Reading passage section start

In a statement signed by CPA Women Managing Director Alessandra Cappellotto, the riders’ association said it still believes in the SafeR project and recognised the progress made in recent years. Its call after Zigart’s crash was not for the safety structure to be abandoned, but for it to be strengthened.

CPA Women calls for stronger safety powers

CPA Women said it had supported SafeR “from the very beginning” and had invested “time, energy and resources” into the project. The union described SafeR as an essential tool for responding to the demands of modern professional cycling and the expectations of riders, teams, organisers, governing bodies, sponsors and fans.

The tone then shifted from support to urgency. “However, serious incidents continue to occur, and it is our responsibility to ask whether the current system is providing all the answers that our sport requires,” the statement read.

CPA Women said the current model should be reviewed and reinforced so SafeR has the “tools, structure and authority necessary to identify risks more effectively and to prevent incidents before they happen.”

Reading passage section end

**Work instructions:**
(a) According to the cycling safety text, who signed the CPA Women statement?
(b) Continue the text on CPA Women's call for stronger safety powers in cycling from where it stops.

Records section start

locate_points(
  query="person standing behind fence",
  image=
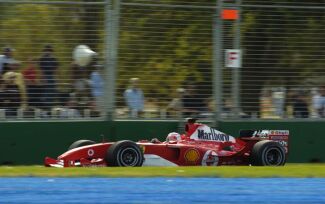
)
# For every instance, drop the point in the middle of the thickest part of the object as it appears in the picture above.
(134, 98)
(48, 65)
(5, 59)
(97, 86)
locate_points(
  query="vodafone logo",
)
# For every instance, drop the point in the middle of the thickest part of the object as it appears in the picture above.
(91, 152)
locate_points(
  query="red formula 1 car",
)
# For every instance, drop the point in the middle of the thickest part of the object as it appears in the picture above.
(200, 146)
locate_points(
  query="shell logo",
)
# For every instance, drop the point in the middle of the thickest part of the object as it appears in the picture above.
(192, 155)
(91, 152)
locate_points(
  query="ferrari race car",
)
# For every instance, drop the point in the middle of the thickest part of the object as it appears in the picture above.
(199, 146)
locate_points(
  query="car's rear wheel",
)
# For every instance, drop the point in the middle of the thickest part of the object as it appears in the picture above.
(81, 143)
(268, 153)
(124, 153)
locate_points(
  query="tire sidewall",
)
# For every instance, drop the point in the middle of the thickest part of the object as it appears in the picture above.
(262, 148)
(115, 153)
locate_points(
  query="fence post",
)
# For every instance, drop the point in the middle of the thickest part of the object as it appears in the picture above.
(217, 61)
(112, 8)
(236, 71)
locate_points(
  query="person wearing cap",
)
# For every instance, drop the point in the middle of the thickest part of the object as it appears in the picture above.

Records section end
Records section start

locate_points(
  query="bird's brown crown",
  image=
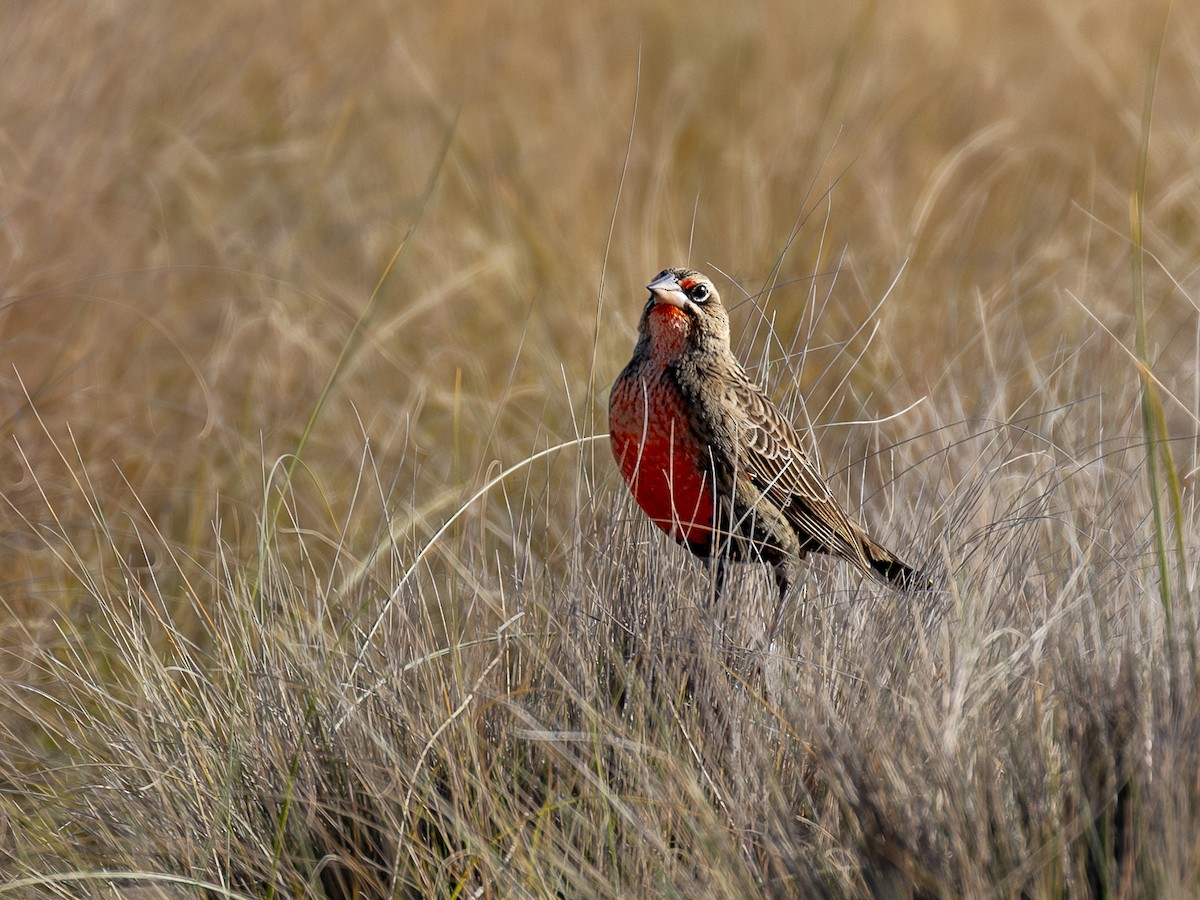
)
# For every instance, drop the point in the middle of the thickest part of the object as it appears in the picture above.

Records section end

**Answers provided:**
(a) CPA Women Managing Director Alessandra Cappellotto signed it.

(b)
That authority is now the central issue. The riders’ union is pushing beyond post-crash reaction and towards a safety system with more power to act before dangerous sections become part of a race.

Zigart crash sharpens SafeR debate

CPA Women also called on the sport not to resist reform, pointing to the UCI, AIOCC, AIGCP and other stakeholders as part of the process. “Cycling must not be afraid of change,” the statement continued.

The union said riders remain committed to contributing constructively to that work, while stressing that safety must be treated as a shared responsibility across the sport. “The riders remain fully committed to contributing constructively to this process,” CPA Women said. “Safety is a shared responsibility, and continuous improvement must remain at the heart of our collective efforts.”

Zigart’s crash came at a race already running alongside the men’s Tour de Suisse, where Tadej Pogacar has been leading the general classification. The incident quickly moved beyond the immediate medical update once CPA Women linked it to the wider question of whether cycling’s safety structures have enough power to prevent serious crashes before they happen.

For CPA Women, the objective is now clear: a stronger SafeR model, earlier risk identification, and a professional cycling system that does more than react once riders have already hit the ground.